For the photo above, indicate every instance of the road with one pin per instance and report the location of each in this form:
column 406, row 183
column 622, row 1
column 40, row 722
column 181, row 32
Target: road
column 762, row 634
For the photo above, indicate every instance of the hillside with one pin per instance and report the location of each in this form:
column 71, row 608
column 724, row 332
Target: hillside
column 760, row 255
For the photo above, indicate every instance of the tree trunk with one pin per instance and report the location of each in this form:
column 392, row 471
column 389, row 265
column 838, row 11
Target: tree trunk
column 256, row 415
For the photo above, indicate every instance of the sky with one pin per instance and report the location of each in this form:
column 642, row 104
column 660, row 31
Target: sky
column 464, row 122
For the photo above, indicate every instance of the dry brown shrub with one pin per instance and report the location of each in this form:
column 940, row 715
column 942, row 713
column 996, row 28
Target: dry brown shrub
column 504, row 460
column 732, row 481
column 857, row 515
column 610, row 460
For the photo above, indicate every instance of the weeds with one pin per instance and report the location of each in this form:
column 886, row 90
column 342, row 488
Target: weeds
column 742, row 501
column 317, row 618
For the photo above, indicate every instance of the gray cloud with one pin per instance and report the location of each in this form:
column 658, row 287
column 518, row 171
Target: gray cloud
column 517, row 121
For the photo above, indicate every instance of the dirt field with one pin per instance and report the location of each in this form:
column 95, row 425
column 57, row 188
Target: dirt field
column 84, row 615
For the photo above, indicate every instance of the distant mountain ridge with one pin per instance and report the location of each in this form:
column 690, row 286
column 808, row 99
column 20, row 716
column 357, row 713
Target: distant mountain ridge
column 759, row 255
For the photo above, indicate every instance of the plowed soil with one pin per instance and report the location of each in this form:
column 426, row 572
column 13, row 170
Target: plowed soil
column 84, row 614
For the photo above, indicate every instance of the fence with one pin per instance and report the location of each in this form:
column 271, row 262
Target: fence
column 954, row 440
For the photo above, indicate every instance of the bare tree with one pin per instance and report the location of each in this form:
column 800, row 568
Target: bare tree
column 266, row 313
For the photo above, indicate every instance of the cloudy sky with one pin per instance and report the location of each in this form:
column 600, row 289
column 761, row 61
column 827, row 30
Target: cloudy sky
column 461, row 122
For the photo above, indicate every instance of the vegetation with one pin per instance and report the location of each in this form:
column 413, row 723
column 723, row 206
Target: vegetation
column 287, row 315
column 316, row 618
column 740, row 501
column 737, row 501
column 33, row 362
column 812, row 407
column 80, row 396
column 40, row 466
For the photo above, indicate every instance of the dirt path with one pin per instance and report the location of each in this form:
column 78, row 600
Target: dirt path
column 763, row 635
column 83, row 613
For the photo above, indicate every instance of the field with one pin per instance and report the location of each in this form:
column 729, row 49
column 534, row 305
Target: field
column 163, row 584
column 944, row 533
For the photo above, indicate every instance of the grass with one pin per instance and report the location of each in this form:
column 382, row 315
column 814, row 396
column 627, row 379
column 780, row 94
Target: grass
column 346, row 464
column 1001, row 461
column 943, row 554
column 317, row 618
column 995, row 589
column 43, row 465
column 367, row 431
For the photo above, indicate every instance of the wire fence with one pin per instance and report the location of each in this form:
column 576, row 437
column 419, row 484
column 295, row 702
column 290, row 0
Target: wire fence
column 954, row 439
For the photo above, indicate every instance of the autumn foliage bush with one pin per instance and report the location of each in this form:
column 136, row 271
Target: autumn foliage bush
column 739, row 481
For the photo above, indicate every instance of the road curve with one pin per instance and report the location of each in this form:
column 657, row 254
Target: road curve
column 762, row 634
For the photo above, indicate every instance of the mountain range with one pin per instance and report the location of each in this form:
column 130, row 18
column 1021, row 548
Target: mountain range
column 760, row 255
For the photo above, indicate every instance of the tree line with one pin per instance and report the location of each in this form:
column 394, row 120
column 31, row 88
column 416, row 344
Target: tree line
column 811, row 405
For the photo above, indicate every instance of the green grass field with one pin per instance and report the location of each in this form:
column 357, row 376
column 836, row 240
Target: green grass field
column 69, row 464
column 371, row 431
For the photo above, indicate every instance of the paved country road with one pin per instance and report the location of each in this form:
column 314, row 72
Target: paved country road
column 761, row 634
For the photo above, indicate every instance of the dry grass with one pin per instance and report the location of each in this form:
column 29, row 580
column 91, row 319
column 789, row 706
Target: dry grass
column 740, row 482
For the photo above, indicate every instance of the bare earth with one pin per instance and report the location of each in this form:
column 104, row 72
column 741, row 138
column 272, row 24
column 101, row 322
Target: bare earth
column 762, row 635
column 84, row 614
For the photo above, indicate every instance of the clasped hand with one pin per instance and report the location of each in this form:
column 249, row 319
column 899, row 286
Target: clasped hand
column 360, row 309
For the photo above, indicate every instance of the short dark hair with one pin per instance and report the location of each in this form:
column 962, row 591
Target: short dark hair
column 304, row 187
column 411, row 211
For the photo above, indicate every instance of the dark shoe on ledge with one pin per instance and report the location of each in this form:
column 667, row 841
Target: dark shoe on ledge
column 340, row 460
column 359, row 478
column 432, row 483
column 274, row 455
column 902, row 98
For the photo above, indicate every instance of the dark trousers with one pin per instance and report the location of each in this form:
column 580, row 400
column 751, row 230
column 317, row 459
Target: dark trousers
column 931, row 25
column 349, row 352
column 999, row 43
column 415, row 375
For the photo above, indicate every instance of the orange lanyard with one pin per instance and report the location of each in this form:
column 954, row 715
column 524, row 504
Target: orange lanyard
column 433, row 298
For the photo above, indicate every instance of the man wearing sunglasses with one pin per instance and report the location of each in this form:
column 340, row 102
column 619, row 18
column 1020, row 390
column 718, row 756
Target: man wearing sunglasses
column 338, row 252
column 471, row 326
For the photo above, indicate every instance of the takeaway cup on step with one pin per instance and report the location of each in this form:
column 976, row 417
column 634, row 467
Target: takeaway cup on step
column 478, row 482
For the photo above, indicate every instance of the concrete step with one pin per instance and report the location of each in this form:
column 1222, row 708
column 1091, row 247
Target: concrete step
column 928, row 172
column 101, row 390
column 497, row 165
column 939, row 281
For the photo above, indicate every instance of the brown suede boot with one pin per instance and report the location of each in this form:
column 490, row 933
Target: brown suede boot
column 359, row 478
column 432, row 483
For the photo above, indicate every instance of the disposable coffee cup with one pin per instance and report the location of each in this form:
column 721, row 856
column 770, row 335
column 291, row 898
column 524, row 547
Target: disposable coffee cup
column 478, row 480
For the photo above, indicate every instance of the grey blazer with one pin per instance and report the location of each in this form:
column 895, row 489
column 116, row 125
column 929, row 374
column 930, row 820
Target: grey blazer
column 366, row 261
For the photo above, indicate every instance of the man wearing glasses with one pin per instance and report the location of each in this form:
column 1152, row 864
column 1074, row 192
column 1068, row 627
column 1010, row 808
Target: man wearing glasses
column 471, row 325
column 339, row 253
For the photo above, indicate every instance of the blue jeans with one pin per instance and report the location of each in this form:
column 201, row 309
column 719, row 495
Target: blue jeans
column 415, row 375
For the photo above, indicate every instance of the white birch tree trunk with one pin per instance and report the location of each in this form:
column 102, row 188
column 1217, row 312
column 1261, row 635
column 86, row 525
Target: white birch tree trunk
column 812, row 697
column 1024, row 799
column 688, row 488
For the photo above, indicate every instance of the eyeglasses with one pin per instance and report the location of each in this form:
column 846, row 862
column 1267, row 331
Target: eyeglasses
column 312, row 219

▶ [THE TASK] Render every line of the listing above as a numbered list, omitting any blank lines.

▶ [RESPONSE]
1. For the photo above, indicate every instance of the road with one pin per instance and report the location of each in this form:
2. column 406, row 183
3. column 622, row 1
4. column 40, row 722
5. column 181, row 32
6. Target: road
7. column 762, row 634
8. For the photo above, indicate every instance of the hillside with one pin per instance and report the location of each in this form:
9. column 71, row 608
10. column 724, row 332
11. Target: hillside
12. column 760, row 255
13. For the photo above, indicate every instance of the tree trunk with one pin per instance and report the location of each in this form:
14. column 392, row 471
15. column 389, row 265
16. column 838, row 11
17. Target: tree trunk
18. column 256, row 415
19. For the photo above, indicate every instance of the sky with one pin per instance and report the location of each in this form:
20. column 642, row 104
21. column 660, row 31
22. Target: sky
23. column 464, row 122
24. For the photo above, indicate every instance of the dry brown shrub with one pin per instance and report the location of each in this form:
25. column 940, row 715
26. column 942, row 713
27. column 996, row 28
28. Target: dry brown shrub
29. column 504, row 460
30. column 732, row 481
31. column 857, row 515
32. column 610, row 460
33. For the photo above, indicate every instance of the weeds with one pin per instance and report the location of each in this form:
34. column 886, row 90
35. column 342, row 488
36. Target: weeds
37. column 742, row 501
38. column 317, row 618
39. For the photo above, indicate every instance of the gray cloud with one pin per instance and report the location of each in this form:
40. column 658, row 287
41. column 518, row 171
42. Target: gray cloud
43. column 517, row 121
44. For the photo above, indicate every instance of the dirt field with one pin per instance and report the location of each in this form:
45. column 95, row 425
46. column 57, row 188
47. Target: dirt field
48. column 84, row 615
49. For the photo above, indicate every instance of the distant mountain ridge with one pin per instance and report the location of each in this form:
50. column 690, row 286
51. column 808, row 99
52. column 20, row 716
53. column 357, row 713
54. Target: distant mountain ridge
55. column 759, row 255
56. For the photo above, indicate every instance of the plowed soil with one pin per instance and report the location of each in this form:
57. column 426, row 572
58. column 13, row 170
59. Target: plowed soil
60. column 84, row 614
61. For the photo above, indicate every instance of the fence with one pin per instance and report the location of each in this form:
62. column 271, row 262
63. Target: fence
64. column 954, row 440
65. For the photo above, indicate every instance of the bare tree with one pin per instance and report the location of each in this form:
66. column 800, row 568
67. Target: bare tree
68. column 266, row 313
69. For the photo above, indicate every instance of the cloudy sky with one pin per instance and report the location of each in this form:
70. column 600, row 289
71. column 761, row 61
72. column 827, row 30
73. Target: cloudy sky
74. column 461, row 122
75. For the photo above, indicate every instance of the vegetation with one pin per instance and report the location of each in this form:
76. column 413, row 723
77. column 723, row 206
78. Target: vegetation
79. column 287, row 315
80. column 316, row 618
81. column 740, row 501
82. column 737, row 501
83. column 33, row 362
84. column 812, row 407
85. column 80, row 396
86. column 40, row 466
87. For the photo above, indicate every instance of the dirt path with one pin per instance and report the location of each in this form:
88. column 78, row 600
89. Target: dirt path
90. column 763, row 635
91. column 83, row 613
92. For the photo above, indicate every instance of the field with one pin per instance and report the location of each in this form:
93. column 729, row 49
94. column 534, row 305
95. Target: field
96. column 163, row 584
97. column 944, row 533
98. For the photo above, indicate every instance of the grass with one pin per instance and report the location of each in this form:
99. column 382, row 315
100. column 814, row 396
101. column 627, row 379
102. column 780, row 94
103. Target: grass
104. column 346, row 464
105. column 1001, row 461
106. column 943, row 554
107. column 317, row 618
108. column 995, row 589
109. column 43, row 465
110. column 367, row 431
111. For the photo above, indicate every instance of the wire fence with one pin per instance and report the location of each in this form:
112. column 576, row 437
113. column 419, row 484
114. column 295, row 702
115. column 290, row 0
116. Target: wire fence
117. column 954, row 439
118. For the photo above, indicate every instance of the autumn foliage bush with one pin per instance and report the location of each in this form:
119. column 136, row 271
120. Target: autumn foliage bush
121. column 739, row 481
122. For the photo above, indicate every instance of the road curve with one pin per instance and report the location of each in this form:
123. column 657, row 254
124. Target: road curve
125. column 762, row 634
126. For the photo above, indicate every instance of the mountain range with one pin per instance and report the location of each in this form:
127. column 130, row 18
128. column 1021, row 548
129. Target: mountain range
130. column 760, row 255
131. For the photo above, indicate every instance of the tree line with one pin per instance and report the location of each in this form:
132. column 394, row 120
133. column 31, row 88
134. column 416, row 344
135. Target: tree line
136. column 811, row 405
137. For the photo above, indicate every instance of the green grass field with one pin per instance and report the location of each in this form:
138. column 357, row 376
139. column 836, row 240
140. Target: green grass field
141. column 69, row 464
142. column 371, row 431
143. For the photo above, indicate every instance of the paved country road with one pin per instance and report the location of each in this form:
144. column 314, row 72
145. Target: paved country road
146. column 761, row 634
147. For the photo above, indicate every instance of the dry grass with one pin per instance and report the location of each in this form:
148. column 29, row 580
149. column 91, row 319
150. column 789, row 706
151. Target: dry grass
152. column 740, row 482
153. For the photo above, indicate every instance of the bare earth with one pin per instance and report the location of each in this form:
154. column 104, row 72
155. column 741, row 138
156. column 272, row 24
157. column 101, row 322
158. Target: bare earth
159. column 762, row 635
160. column 84, row 614
161. For the photo above, indicate every instance of the clasped hand with one pin per instance and report the location of each in this form:
162. column 249, row 319
163. column 899, row 286
164. Target: clasped hand
165. column 360, row 309
166. For the photo above, indicate every instance of the short dark hair with one pin per instance and report the location of each in this form:
167. column 962, row 591
168. Target: short dark hair
169. column 304, row 187
170. column 411, row 211
171. For the photo above, indicate every instance of the dark shoe on ledge with one pin per instance and report the location of each in this form:
172. column 667, row 841
173. Target: dark shoe on ledge
174. column 340, row 460
175. column 359, row 478
176. column 432, row 483
177. column 274, row 455
178. column 902, row 98
179. For the photo above, indicate every instance of the dark trousers with one pin per instance and report the location of each in this form:
180. column 580, row 400
181. column 751, row 230
182. column 317, row 459
183. Target: dark trousers
184. column 931, row 25
185. column 349, row 352
186. column 999, row 43
187. column 415, row 375
188. For the photo above, indicate every instance of the orange lanyard with one pin per instance and report the location of each in this form:
189. column 954, row 715
190. column 524, row 504
191. Target: orange lanyard
192. column 433, row 298
193. For the photo above, indicate every instance of the man wearing sunglasses with one pin per instance and report the location of each in this form:
194. column 340, row 102
195. column 619, row 18
196. column 1020, row 390
197. column 718, row 756
198. Target: man wearing sunglasses
199. column 338, row 252
200. column 471, row 326
201. For the photo above, indicate every instance of the takeaway cup on step with one pin per instance and report the location of each in this form:
202. column 976, row 417
203. column 634, row 467
204. Target: takeaway cup on step
205. column 478, row 482
206. For the photo above, indicate every instance of the concrete step with one pin per instance and report the location of each in this form:
207. column 1222, row 708
208. column 1091, row 247
209. Target: concrete step
210. column 928, row 172
211. column 101, row 390
212. column 497, row 165
213. column 939, row 281
214. For the photo above, indicate every instance of the brown suede boot with one pin per instance and report the location of each in this form:
215. column 490, row 933
216. Target: brown suede boot
217. column 359, row 478
218. column 432, row 483
219. For the photo above, indicate every instance of the disposable coffee cup with one pin per instance and report the location of each in this form:
220. column 721, row 856
221. column 770, row 335
222. column 291, row 898
223. column 524, row 547
224. Target: disposable coffee cup
225. column 478, row 480
226. For the photo above, indicate every instance of the grey blazer with one pin per instance and report the location of each in this form:
227. column 895, row 489
228. column 116, row 125
229. column 929, row 374
230. column 930, row 820
231. Target: grey blazer
232. column 366, row 261
233. For the photo above, indicate every instance of the man wearing glasses with one pin per instance and report the location of each in this form:
234. column 1152, row 864
235. column 1074, row 192
236. column 1068, row 627
237. column 1010, row 808
238. Target: man wearing glasses
239. column 471, row 325
240. column 339, row 253
241. For the photo above, indicate every instance of the blue jeans with one pin per instance and report the location of each in this form:
242. column 201, row 309
243. column 719, row 495
244. Target: blue jeans
245. column 415, row 375
246. For the photo above, indicate every instance of the white birch tree trunk with one pin per instance and report the location of each in this form:
247. column 102, row 188
248. column 1217, row 312
249. column 1261, row 635
250. column 86, row 525
251. Target: white birch tree trunk
252. column 812, row 697
253. column 1024, row 799
254. column 688, row 488
255. For the photo above, indicate every instance of the eyeglasses with one pin per instance and report the location of each in this form:
256. column 846, row 862
257. column 1267, row 331
258. Target: eyeglasses
259. column 312, row 219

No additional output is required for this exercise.